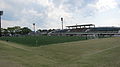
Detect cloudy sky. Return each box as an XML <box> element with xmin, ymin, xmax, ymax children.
<box><xmin>0</xmin><ymin>0</ymin><xmax>120</xmax><ymax>29</ymax></box>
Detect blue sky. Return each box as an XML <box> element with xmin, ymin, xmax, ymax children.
<box><xmin>0</xmin><ymin>0</ymin><xmax>120</xmax><ymax>29</ymax></box>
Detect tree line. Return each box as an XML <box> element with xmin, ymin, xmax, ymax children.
<box><xmin>1</xmin><ymin>26</ymin><xmax>55</xmax><ymax>36</ymax></box>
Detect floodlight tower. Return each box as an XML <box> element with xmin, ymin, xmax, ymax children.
<box><xmin>61</xmin><ymin>17</ymin><xmax>63</xmax><ymax>30</ymax></box>
<box><xmin>33</xmin><ymin>23</ymin><xmax>35</xmax><ymax>33</ymax></box>
<box><xmin>0</xmin><ymin>11</ymin><xmax>3</xmax><ymax>37</ymax></box>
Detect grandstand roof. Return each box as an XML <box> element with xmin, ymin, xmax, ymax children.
<box><xmin>66</xmin><ymin>24</ymin><xmax>95</xmax><ymax>28</ymax></box>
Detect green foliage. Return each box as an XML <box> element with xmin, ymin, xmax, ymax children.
<box><xmin>0</xmin><ymin>37</ymin><xmax>120</xmax><ymax>67</ymax></box>
<box><xmin>0</xmin><ymin>36</ymin><xmax>86</xmax><ymax>46</ymax></box>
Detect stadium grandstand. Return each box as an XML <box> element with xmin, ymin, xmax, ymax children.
<box><xmin>48</xmin><ymin>24</ymin><xmax>120</xmax><ymax>37</ymax></box>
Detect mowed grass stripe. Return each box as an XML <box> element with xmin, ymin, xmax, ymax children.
<box><xmin>0</xmin><ymin>36</ymin><xmax>86</xmax><ymax>46</ymax></box>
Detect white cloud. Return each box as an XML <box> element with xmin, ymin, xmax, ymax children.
<box><xmin>0</xmin><ymin>0</ymin><xmax>12</xmax><ymax>10</ymax></box>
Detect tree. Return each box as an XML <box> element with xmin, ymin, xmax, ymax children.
<box><xmin>7</xmin><ymin>27</ymin><xmax>15</xmax><ymax>35</ymax></box>
<box><xmin>21</xmin><ymin>27</ymin><xmax>32</xmax><ymax>35</ymax></box>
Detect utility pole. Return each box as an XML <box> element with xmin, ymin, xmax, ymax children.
<box><xmin>0</xmin><ymin>11</ymin><xmax>3</xmax><ymax>37</ymax></box>
<box><xmin>61</xmin><ymin>17</ymin><xmax>63</xmax><ymax>30</ymax></box>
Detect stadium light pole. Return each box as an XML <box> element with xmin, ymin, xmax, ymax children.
<box><xmin>61</xmin><ymin>17</ymin><xmax>63</xmax><ymax>30</ymax></box>
<box><xmin>0</xmin><ymin>11</ymin><xmax>3</xmax><ymax>37</ymax></box>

* * *

■ Task to complete: Change every "grandstand" in the data above to "bleachers" and give all of it again, otherwise unchanged. Leave the pictures out.

■ Result for this task:
Detect cloudy sky. Return each box as an XML <box> element with xmin, ymin, xmax, ymax children.
<box><xmin>0</xmin><ymin>0</ymin><xmax>120</xmax><ymax>29</ymax></box>
Detect blue sky. Return each box as an XML <box> element with xmin, ymin, xmax, ymax children.
<box><xmin>0</xmin><ymin>0</ymin><xmax>120</xmax><ymax>29</ymax></box>
Detect tree line. Return each box as an XML <box> element with xmin, ymin, xmax, ymax children.
<box><xmin>1</xmin><ymin>26</ymin><xmax>55</xmax><ymax>36</ymax></box>
Detect floodlight tower. Return each box as an XML <box> element with xmin, ymin, xmax, ymax children.
<box><xmin>61</xmin><ymin>17</ymin><xmax>63</xmax><ymax>30</ymax></box>
<box><xmin>33</xmin><ymin>23</ymin><xmax>35</xmax><ymax>33</ymax></box>
<box><xmin>0</xmin><ymin>11</ymin><xmax>3</xmax><ymax>37</ymax></box>
Detect bleachers roof. Return each box as an XML <box> element with xmin, ymin, xmax, ymax children.
<box><xmin>66</xmin><ymin>24</ymin><xmax>95</xmax><ymax>28</ymax></box>
Detect green foliage. Return each box as an XML <box> element with xmin, ymin, xmax, ymax children.
<box><xmin>0</xmin><ymin>37</ymin><xmax>120</xmax><ymax>67</ymax></box>
<box><xmin>0</xmin><ymin>36</ymin><xmax>86</xmax><ymax>46</ymax></box>
Detect stadium bleachers. Return each box as an XML <box> element with xmin, ymin, xmax, ymax children.
<box><xmin>48</xmin><ymin>24</ymin><xmax>120</xmax><ymax>37</ymax></box>
Detect mowed grass stripe. Return each box as an XML <box> element with xmin, ymin, xmax, ymax children.
<box><xmin>0</xmin><ymin>36</ymin><xmax>86</xmax><ymax>46</ymax></box>
Detect white cloud. Return each box as an XML <box> element with xmin, ymin, xmax, ymax children.
<box><xmin>0</xmin><ymin>0</ymin><xmax>12</xmax><ymax>10</ymax></box>
Detect tree. Return each box as an XML <box> element with xmin, ymin, xmax, ymax children.
<box><xmin>7</xmin><ymin>27</ymin><xmax>15</xmax><ymax>35</ymax></box>
<box><xmin>21</xmin><ymin>27</ymin><xmax>32</xmax><ymax>35</ymax></box>
Detect utility pole. Return each box as an XML <box> element with xmin, ymin, xmax, ymax children.
<box><xmin>0</xmin><ymin>11</ymin><xmax>3</xmax><ymax>37</ymax></box>
<box><xmin>61</xmin><ymin>17</ymin><xmax>63</xmax><ymax>30</ymax></box>
Detect stadium light pole. Return each box as an XML <box> element with xmin, ymin, xmax, ymax children.
<box><xmin>61</xmin><ymin>17</ymin><xmax>63</xmax><ymax>30</ymax></box>
<box><xmin>0</xmin><ymin>11</ymin><xmax>3</xmax><ymax>37</ymax></box>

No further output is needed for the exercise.